__Exercise details__
Reproduce the following items verbatim, every line unchanged.

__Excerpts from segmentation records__
□ □ □ □ □ □ □

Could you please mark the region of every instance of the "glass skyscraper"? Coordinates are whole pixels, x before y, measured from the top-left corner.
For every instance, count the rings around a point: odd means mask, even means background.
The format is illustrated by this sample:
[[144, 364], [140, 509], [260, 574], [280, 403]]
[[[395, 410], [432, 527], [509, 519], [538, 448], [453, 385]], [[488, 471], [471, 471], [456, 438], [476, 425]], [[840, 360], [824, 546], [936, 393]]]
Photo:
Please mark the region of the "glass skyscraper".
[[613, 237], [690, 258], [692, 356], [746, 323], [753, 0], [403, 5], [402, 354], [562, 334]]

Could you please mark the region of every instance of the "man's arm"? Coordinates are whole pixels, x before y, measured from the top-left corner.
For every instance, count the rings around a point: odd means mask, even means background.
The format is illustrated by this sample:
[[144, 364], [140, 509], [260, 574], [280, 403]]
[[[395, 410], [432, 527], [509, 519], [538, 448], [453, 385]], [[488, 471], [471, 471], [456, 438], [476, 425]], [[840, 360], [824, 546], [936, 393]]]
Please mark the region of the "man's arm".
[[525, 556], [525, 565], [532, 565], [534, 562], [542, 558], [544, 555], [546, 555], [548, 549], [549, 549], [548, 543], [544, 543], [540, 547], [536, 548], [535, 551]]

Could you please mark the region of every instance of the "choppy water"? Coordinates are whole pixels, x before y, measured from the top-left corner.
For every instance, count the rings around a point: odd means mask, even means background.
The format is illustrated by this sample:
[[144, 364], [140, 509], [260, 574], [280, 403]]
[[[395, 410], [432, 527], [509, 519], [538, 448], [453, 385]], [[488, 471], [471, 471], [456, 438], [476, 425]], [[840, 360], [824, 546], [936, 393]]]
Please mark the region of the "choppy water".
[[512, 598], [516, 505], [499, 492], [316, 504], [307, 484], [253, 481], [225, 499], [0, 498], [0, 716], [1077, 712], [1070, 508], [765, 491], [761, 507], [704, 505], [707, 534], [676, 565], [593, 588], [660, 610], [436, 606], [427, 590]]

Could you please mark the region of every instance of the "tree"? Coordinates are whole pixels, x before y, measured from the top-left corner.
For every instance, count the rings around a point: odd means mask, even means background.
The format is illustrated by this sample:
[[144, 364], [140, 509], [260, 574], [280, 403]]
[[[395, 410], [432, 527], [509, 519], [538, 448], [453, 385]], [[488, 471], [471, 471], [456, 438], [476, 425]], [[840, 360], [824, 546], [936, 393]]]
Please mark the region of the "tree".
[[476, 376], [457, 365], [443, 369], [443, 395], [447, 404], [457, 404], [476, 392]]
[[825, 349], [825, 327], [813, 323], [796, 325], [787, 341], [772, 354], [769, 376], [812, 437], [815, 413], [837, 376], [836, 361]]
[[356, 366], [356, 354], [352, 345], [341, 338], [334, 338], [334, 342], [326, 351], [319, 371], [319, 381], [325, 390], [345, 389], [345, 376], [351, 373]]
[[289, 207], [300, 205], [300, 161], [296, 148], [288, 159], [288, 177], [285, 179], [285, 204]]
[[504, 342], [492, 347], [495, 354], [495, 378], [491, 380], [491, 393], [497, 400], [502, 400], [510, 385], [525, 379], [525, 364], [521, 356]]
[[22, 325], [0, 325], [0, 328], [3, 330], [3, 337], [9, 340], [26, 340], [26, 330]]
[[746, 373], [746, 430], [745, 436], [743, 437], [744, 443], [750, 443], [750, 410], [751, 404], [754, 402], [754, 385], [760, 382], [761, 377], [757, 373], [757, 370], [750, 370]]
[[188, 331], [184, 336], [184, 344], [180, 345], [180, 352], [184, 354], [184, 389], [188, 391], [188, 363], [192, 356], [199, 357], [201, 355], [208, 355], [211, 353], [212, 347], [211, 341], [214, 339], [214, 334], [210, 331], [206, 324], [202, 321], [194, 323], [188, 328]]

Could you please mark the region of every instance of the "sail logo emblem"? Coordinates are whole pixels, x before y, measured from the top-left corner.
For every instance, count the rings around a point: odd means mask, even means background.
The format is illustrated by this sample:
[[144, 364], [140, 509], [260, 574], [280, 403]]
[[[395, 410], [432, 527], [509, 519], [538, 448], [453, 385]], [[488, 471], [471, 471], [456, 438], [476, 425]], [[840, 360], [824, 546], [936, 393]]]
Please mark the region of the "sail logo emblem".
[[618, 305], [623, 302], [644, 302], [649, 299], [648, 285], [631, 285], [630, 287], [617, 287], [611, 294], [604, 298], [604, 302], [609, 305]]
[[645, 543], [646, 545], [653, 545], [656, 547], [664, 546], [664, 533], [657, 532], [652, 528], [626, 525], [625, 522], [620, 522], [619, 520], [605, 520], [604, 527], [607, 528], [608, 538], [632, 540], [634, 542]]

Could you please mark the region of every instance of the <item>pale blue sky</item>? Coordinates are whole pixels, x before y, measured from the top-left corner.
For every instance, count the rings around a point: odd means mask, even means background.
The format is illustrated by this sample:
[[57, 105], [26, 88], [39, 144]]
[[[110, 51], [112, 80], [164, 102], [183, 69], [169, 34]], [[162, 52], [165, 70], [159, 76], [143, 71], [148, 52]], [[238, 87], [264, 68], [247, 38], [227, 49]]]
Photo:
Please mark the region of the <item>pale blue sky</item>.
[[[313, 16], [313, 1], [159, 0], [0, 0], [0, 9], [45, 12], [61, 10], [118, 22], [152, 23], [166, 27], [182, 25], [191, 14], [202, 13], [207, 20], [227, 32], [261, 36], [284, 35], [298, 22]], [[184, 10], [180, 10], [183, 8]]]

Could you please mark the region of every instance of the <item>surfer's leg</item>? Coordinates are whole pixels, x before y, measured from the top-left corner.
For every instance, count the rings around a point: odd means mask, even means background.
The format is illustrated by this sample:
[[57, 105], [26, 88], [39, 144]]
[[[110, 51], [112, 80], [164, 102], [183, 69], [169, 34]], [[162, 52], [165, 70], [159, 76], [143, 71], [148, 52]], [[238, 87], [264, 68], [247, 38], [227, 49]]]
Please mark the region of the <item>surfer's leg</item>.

□ □ □ □ □ □ □

__Full response__
Could you please mark the region of every instance of the "glass skyscraper"? Coordinates are whole pixels, x before y, measured from the top-left corner.
For every instance, count the rings around a point: odd means mask, even means background.
The format is illustrated by this sample:
[[144, 364], [140, 509], [260, 574], [280, 403]]
[[[395, 410], [432, 527], [509, 519], [538, 448], [453, 385]], [[488, 471], [471, 471], [456, 438], [476, 425]], [[840, 360], [824, 546], [936, 393]]]
Photo:
Please mark the region of the "glass skyscraper".
[[613, 237], [690, 258], [692, 356], [746, 323], [753, 0], [403, 5], [402, 354], [562, 334]]

Could you please mark the region of every instance of the "man's arm"? Coordinates are whole pixels, x before y, measured from the top-left corner.
For every instance, count the rings around a point: odd means mask, even means background.
The format is illustrated by this sample:
[[144, 364], [140, 509], [260, 574], [280, 403]]
[[[395, 410], [432, 527], [509, 519], [538, 448], [453, 385]], [[488, 471], [471, 471], [456, 438], [476, 425]], [[840, 360], [824, 546], [936, 393]]]
Please mark the region of the "man's arm".
[[525, 556], [525, 565], [532, 565], [534, 562], [542, 558], [544, 555], [546, 555], [548, 549], [549, 549], [548, 543], [544, 543], [540, 547], [536, 548], [535, 551]]

Could you please mark the region of every instance of the "choppy water"? Coordinates are whole pixels, x before y, measured from the top-left corner.
For every instance, count the rings around a point: odd means mask, even means background.
The format is illustrated by this sample:
[[144, 364], [140, 509], [260, 574], [280, 403]]
[[[395, 410], [432, 527], [509, 519], [538, 448], [453, 385]], [[488, 471], [471, 471], [456, 438], [476, 425]], [[840, 360], [824, 546], [936, 393]]]
Please mark the region of the "choppy water".
[[512, 598], [516, 505], [499, 492], [316, 504], [307, 484], [253, 481], [225, 499], [0, 498], [0, 716], [1077, 712], [1070, 508], [765, 491], [761, 507], [704, 505], [707, 534], [676, 565], [593, 588], [660, 610], [436, 606], [427, 590]]

Could you please mark the region of every instance of the "tree"? Coordinates are whole pixels, x before y, measured from the top-left corner.
For every instance, count the rings around a point: odd means mask, even means background.
The format is illustrated by this sample:
[[144, 364], [140, 509], [260, 574], [280, 403]]
[[[395, 410], [432, 527], [509, 519], [538, 448], [453, 385]], [[488, 471], [471, 471], [456, 438], [476, 425]], [[840, 360], [824, 546], [936, 393]]]
Please mark the region of the "tree".
[[476, 376], [457, 365], [443, 369], [443, 395], [447, 404], [457, 404], [476, 392]]
[[825, 349], [825, 327], [813, 323], [796, 325], [787, 341], [772, 354], [769, 376], [812, 437], [815, 413], [837, 376], [836, 361]]
[[356, 366], [356, 354], [352, 345], [341, 338], [334, 338], [334, 342], [326, 351], [319, 371], [319, 381], [325, 390], [345, 389], [345, 376], [351, 373]]
[[289, 207], [300, 205], [300, 161], [296, 148], [288, 159], [288, 177], [285, 179], [285, 204]]
[[504, 342], [492, 347], [495, 354], [495, 378], [491, 380], [491, 393], [497, 400], [502, 400], [510, 385], [525, 379], [525, 364], [521, 356]]
[[22, 325], [0, 325], [0, 328], [3, 330], [3, 337], [9, 340], [26, 340], [26, 330]]
[[746, 373], [746, 430], [745, 436], [743, 437], [744, 443], [750, 443], [750, 410], [751, 404], [754, 402], [754, 385], [760, 382], [761, 377], [757, 373], [757, 370], [750, 370]]
[[188, 331], [184, 336], [184, 344], [180, 345], [180, 352], [184, 354], [184, 389], [188, 391], [188, 363], [192, 356], [199, 357], [201, 355], [208, 355], [211, 353], [212, 347], [211, 341], [214, 339], [214, 334], [210, 331], [206, 324], [202, 321], [194, 323], [188, 328]]

Could you please mark the region of every instance of the "sail logo emblem"? Coordinates are whole pixels, x before y, measured from the top-left corner.
For every instance, count the rings around a point: odd means mask, even means background.
The format is illustrated by this sample:
[[144, 364], [140, 509], [260, 574], [280, 403]]
[[[395, 410], [432, 527], [509, 519], [538, 448], [453, 385]], [[488, 471], [471, 471], [456, 438], [476, 425]], [[840, 360], [824, 546], [936, 393]]]
Please mark the region of the "sail logo emblem".
[[618, 305], [623, 302], [644, 302], [649, 299], [648, 285], [631, 285], [630, 287], [617, 287], [611, 294], [604, 298], [604, 302], [609, 305]]
[[645, 543], [646, 545], [653, 545], [656, 547], [664, 546], [664, 533], [657, 532], [652, 528], [626, 525], [625, 522], [620, 522], [619, 520], [605, 520], [604, 527], [607, 528], [608, 538], [632, 540], [634, 542]]

Could you please mark the region of every instance of the <item>pale blue sky</item>? Coordinates are whole pixels, x before y, measured from the top-left corner.
For every instance, count the rings around a point: odd means mask, even means background.
The format is illustrated by this sample:
[[57, 105], [26, 88], [39, 144]]
[[[110, 51], [112, 80], [164, 102], [183, 69], [169, 34]], [[162, 52], [165, 70], [159, 76], [143, 71], [148, 52]], [[238, 87], [264, 68], [247, 38], [227, 49]]]
Photo:
Please mark the region of the <item>pale blue sky</item>.
[[[313, 16], [313, 1], [159, 0], [0, 0], [0, 9], [45, 12], [61, 10], [118, 22], [152, 23], [166, 27], [182, 25], [191, 14], [202, 13], [207, 20], [227, 32], [261, 36], [284, 35], [298, 22]], [[184, 10], [180, 10], [183, 8]]]

Could you please mark the region of every instance of the <item>surfer's leg</item>? Coordinates are whole pixels, x before y, measured from the top-left corner.
For every instance, count the rings around a point: odd means mask, even means background.
The format is illustrated by this sample:
[[57, 105], [26, 88], [39, 144]]
[[[110, 51], [112, 80], [164, 102], [183, 69], [169, 34]], [[162, 52], [165, 70], [159, 76], [143, 71], [148, 52]], [[238, 87], [264, 68], [247, 38], [227, 49]]]
Please mark the region of the <item>surfer's leg</item>.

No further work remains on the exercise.